GIVEN REQUEST
Give back the lines from the one with "Detect black rubber" to the one with "xmin=270 ymin=61 xmax=282 ymax=65", swapping "tree trunk" for "tree stump" and changing nothing else.

RECORDS FOR THE TASK
[START]
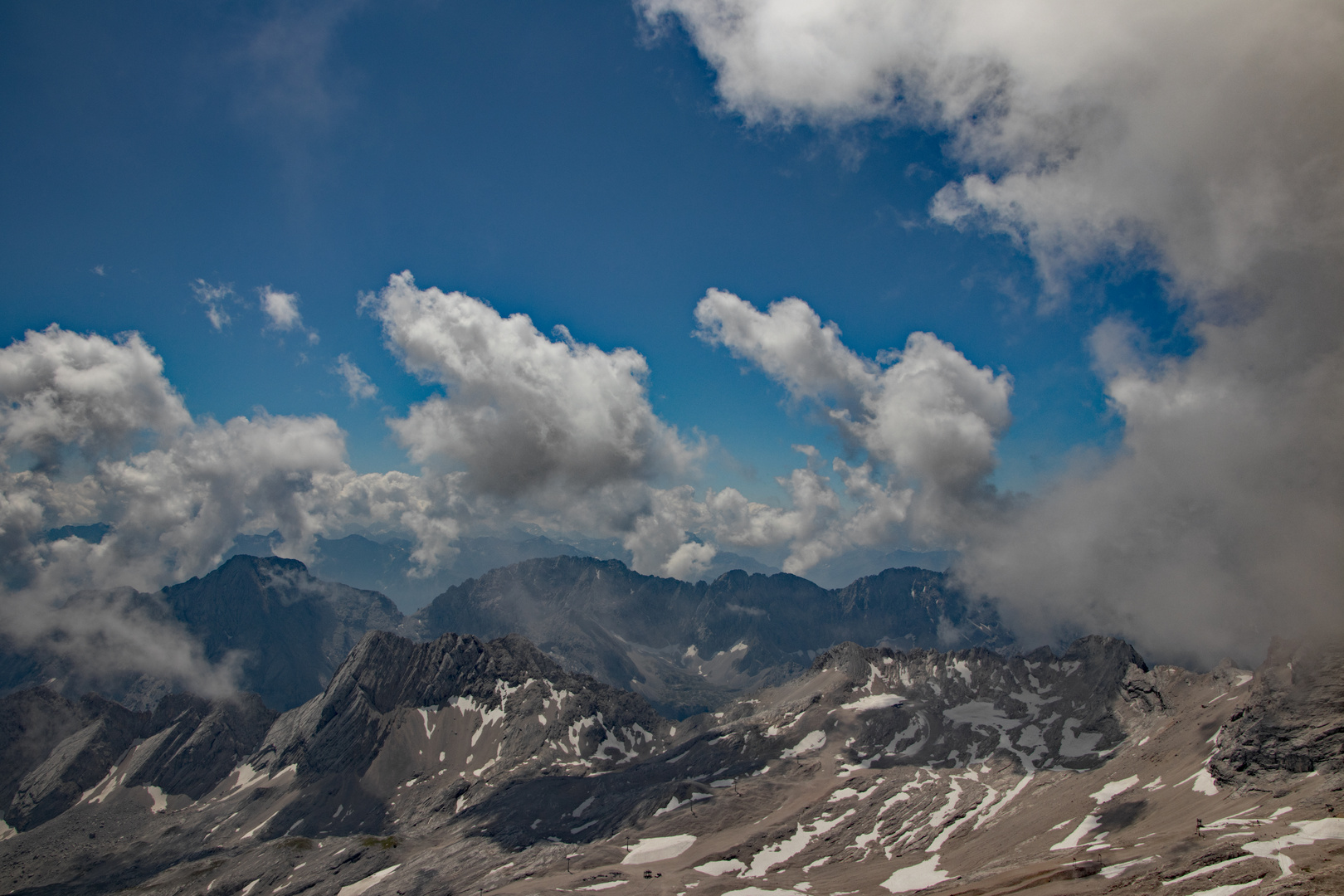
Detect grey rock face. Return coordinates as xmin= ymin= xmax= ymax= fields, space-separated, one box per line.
xmin=121 ymin=694 xmax=275 ymax=799
xmin=402 ymin=556 xmax=1008 ymax=718
xmin=4 ymin=694 xmax=149 ymax=830
xmin=163 ymin=555 xmax=402 ymax=711
xmin=250 ymin=631 xmax=668 ymax=835
xmin=811 ymin=635 xmax=1147 ymax=771
xmin=1210 ymin=638 xmax=1344 ymax=785
xmin=0 ymin=688 xmax=91 ymax=809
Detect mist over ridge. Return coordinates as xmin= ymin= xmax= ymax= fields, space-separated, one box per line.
xmin=0 ymin=0 xmax=1344 ymax=697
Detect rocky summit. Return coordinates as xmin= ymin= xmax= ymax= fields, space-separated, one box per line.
xmin=0 ymin=633 xmax=1344 ymax=896
xmin=401 ymin=556 xmax=1010 ymax=718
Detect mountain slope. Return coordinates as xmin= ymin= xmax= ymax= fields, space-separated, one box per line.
xmin=0 ymin=633 xmax=1344 ymax=896
xmin=0 ymin=555 xmax=403 ymax=711
xmin=163 ymin=555 xmax=403 ymax=711
xmin=402 ymin=556 xmax=1008 ymax=718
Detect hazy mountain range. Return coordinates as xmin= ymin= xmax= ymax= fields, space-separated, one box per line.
xmin=0 ymin=621 xmax=1344 ymax=896
xmin=0 ymin=550 xmax=1010 ymax=718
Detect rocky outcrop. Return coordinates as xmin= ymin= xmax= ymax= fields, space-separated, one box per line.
xmin=121 ymin=694 xmax=275 ymax=799
xmin=163 ymin=555 xmax=402 ymax=711
xmin=0 ymin=688 xmax=91 ymax=814
xmin=249 ymin=631 xmax=670 ymax=835
xmin=809 ymin=635 xmax=1147 ymax=771
xmin=402 ymin=556 xmax=1008 ymax=718
xmin=4 ymin=694 xmax=149 ymax=830
xmin=1210 ymin=638 xmax=1344 ymax=786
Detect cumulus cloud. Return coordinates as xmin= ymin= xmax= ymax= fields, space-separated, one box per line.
xmin=364 ymin=271 xmax=698 ymax=499
xmin=637 ymin=0 xmax=1344 ymax=662
xmin=256 ymin=286 xmax=304 ymax=332
xmin=332 ymin=354 xmax=377 ymax=402
xmin=191 ymin=277 xmax=238 ymax=332
xmin=695 ymin=289 xmax=1012 ymax=545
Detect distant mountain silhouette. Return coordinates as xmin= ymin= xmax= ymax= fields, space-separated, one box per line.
xmin=402 ymin=556 xmax=1010 ymax=718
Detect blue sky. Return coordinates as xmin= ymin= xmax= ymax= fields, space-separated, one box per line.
xmin=0 ymin=0 xmax=1344 ymax=662
xmin=0 ymin=2 xmax=1166 ymax=501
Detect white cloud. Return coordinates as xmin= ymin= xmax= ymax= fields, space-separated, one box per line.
xmin=695 ymin=289 xmax=1012 ymax=544
xmin=191 ymin=277 xmax=236 ymax=330
xmin=0 ymin=324 xmax=191 ymax=469
xmin=366 ymin=273 xmax=698 ymax=504
xmin=332 ymin=354 xmax=377 ymax=402
xmin=256 ymin=286 xmax=304 ymax=334
xmin=647 ymin=0 xmax=1344 ymax=662
xmin=0 ymin=325 xmax=473 ymax=694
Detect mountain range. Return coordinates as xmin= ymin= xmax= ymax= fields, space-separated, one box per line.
xmin=0 ymin=555 xmax=1010 ymax=718
xmin=0 ymin=631 xmax=1344 ymax=896
xmin=0 ymin=555 xmax=1344 ymax=896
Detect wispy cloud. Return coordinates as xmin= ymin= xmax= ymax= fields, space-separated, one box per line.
xmin=332 ymin=354 xmax=377 ymax=402
xmin=256 ymin=285 xmax=319 ymax=345
xmin=637 ymin=0 xmax=1344 ymax=662
xmin=191 ymin=277 xmax=238 ymax=330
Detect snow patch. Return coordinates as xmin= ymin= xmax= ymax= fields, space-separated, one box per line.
xmin=1049 ymin=816 xmax=1101 ymax=850
xmin=882 ymin=855 xmax=952 ymax=894
xmin=1091 ymin=775 xmax=1138 ymax=806
xmin=780 ymin=731 xmax=826 ymax=759
xmin=621 ymin=835 xmax=695 ymax=865
xmin=742 ymin=809 xmax=855 ymax=877
xmin=695 ymin=859 xmax=747 ymax=877
xmin=840 ymin=694 xmax=906 ymax=712
xmin=336 ymin=863 xmax=401 ymax=896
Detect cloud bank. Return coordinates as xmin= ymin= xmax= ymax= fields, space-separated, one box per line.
xmin=637 ymin=0 xmax=1344 ymax=662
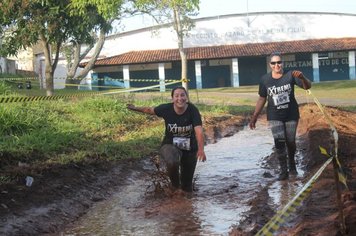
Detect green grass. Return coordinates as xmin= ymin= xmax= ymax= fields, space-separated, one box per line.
xmin=0 ymin=81 xmax=356 ymax=184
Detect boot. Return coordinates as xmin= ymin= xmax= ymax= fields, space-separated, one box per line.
xmin=287 ymin=142 xmax=298 ymax=175
xmin=288 ymin=155 xmax=298 ymax=175
xmin=277 ymin=155 xmax=289 ymax=180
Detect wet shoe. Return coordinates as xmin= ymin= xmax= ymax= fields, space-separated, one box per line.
xmin=289 ymin=170 xmax=298 ymax=176
xmin=277 ymin=172 xmax=289 ymax=180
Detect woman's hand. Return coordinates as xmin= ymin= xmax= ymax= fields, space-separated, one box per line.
xmin=197 ymin=150 xmax=206 ymax=162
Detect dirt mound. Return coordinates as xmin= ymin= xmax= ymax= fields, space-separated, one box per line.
xmin=230 ymin=104 xmax=356 ymax=236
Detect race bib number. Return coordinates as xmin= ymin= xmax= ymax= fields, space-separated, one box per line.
xmin=272 ymin=92 xmax=289 ymax=106
xmin=173 ymin=137 xmax=190 ymax=151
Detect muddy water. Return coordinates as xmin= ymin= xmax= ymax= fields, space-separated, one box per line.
xmin=64 ymin=123 xmax=306 ymax=235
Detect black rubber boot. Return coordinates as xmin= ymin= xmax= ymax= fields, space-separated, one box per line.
xmin=288 ymin=156 xmax=298 ymax=175
xmin=287 ymin=143 xmax=298 ymax=175
xmin=277 ymin=155 xmax=289 ymax=180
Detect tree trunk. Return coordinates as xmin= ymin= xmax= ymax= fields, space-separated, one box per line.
xmin=41 ymin=35 xmax=54 ymax=96
xmin=173 ymin=8 xmax=188 ymax=92
xmin=75 ymin=28 xmax=105 ymax=78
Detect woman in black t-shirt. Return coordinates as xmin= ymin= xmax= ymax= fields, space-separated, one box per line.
xmin=127 ymin=87 xmax=206 ymax=192
xmin=250 ymin=53 xmax=311 ymax=180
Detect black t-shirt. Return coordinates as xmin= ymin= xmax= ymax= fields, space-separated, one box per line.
xmin=258 ymin=71 xmax=303 ymax=121
xmin=154 ymin=103 xmax=202 ymax=151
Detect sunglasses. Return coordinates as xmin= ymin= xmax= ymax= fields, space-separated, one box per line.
xmin=270 ymin=61 xmax=282 ymax=65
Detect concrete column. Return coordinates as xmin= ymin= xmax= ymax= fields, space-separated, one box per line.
xmin=312 ymin=53 xmax=320 ymax=83
xmin=231 ymin=58 xmax=240 ymax=87
xmin=195 ymin=61 xmax=203 ymax=89
xmin=349 ymin=51 xmax=356 ymax=80
xmin=158 ymin=63 xmax=166 ymax=92
xmin=122 ymin=65 xmax=130 ymax=88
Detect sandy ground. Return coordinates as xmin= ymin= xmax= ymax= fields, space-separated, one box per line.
xmin=0 ymin=105 xmax=356 ymax=235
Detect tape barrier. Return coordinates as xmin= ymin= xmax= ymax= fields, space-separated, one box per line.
xmin=256 ymin=150 xmax=333 ymax=236
xmin=306 ymin=89 xmax=349 ymax=189
xmin=0 ymin=80 xmax=181 ymax=103
xmin=0 ymin=77 xmax=181 ymax=82
xmin=0 ymin=92 xmax=100 ymax=103
xmin=256 ymin=90 xmax=348 ymax=236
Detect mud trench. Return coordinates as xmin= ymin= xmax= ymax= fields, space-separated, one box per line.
xmin=0 ymin=105 xmax=356 ymax=235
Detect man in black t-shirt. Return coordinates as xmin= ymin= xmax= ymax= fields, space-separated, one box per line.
xmin=250 ymin=53 xmax=311 ymax=180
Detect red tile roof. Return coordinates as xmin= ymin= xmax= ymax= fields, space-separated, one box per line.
xmin=81 ymin=38 xmax=356 ymax=67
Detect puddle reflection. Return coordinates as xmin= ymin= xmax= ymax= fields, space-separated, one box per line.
xmin=65 ymin=123 xmax=306 ymax=236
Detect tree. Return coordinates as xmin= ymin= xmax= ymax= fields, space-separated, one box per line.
xmin=0 ymin=0 xmax=108 ymax=96
xmin=64 ymin=0 xmax=134 ymax=83
xmin=136 ymin=0 xmax=199 ymax=91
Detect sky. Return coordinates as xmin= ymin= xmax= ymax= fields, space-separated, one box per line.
xmin=118 ymin=0 xmax=356 ymax=31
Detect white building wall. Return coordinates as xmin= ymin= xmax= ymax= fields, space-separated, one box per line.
xmin=96 ymin=12 xmax=356 ymax=58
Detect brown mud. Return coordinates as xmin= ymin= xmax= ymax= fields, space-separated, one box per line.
xmin=0 ymin=104 xmax=356 ymax=235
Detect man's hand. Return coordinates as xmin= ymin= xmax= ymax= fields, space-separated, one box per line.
xmin=126 ymin=104 xmax=136 ymax=111
xmin=249 ymin=116 xmax=257 ymax=129
xmin=292 ymin=70 xmax=305 ymax=79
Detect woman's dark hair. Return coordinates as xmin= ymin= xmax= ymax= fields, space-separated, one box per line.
xmin=269 ymin=52 xmax=282 ymax=61
xmin=171 ymin=86 xmax=188 ymax=97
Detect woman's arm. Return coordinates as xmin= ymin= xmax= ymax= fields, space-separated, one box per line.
xmin=249 ymin=96 xmax=267 ymax=129
xmin=126 ymin=104 xmax=156 ymax=115
xmin=194 ymin=125 xmax=206 ymax=161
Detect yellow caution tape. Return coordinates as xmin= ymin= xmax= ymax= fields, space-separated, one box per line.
[END]
ANSWER
Detect black rubber boot. Return coordinates as xmin= ymin= xmax= ymax= fields, space-separated, one box per line.
xmin=288 ymin=156 xmax=298 ymax=175
xmin=287 ymin=143 xmax=298 ymax=175
xmin=277 ymin=155 xmax=289 ymax=180
Detect tree stump. Return coordinates as xmin= ymin= xmax= ymax= fields, space-separated, one box per line.
xmin=41 ymin=35 xmax=54 ymax=96
xmin=173 ymin=8 xmax=188 ymax=92
xmin=75 ymin=28 xmax=105 ymax=78
Detect woman in black t-shirt. Return coordinates as xmin= ymin= xmax= ymax= fields, space-separated, one box per line.
xmin=127 ymin=87 xmax=206 ymax=192
xmin=250 ymin=53 xmax=311 ymax=180
Detect black t-shirt. Return coordinates as xmin= ymin= xmax= ymax= fields, space-separated, one box per line.
xmin=258 ymin=71 xmax=303 ymax=121
xmin=154 ymin=103 xmax=202 ymax=151
Detect sunglasses. Return coordinates as xmin= ymin= xmax= ymax= fields, space-separated, one box per line.
xmin=270 ymin=61 xmax=282 ymax=65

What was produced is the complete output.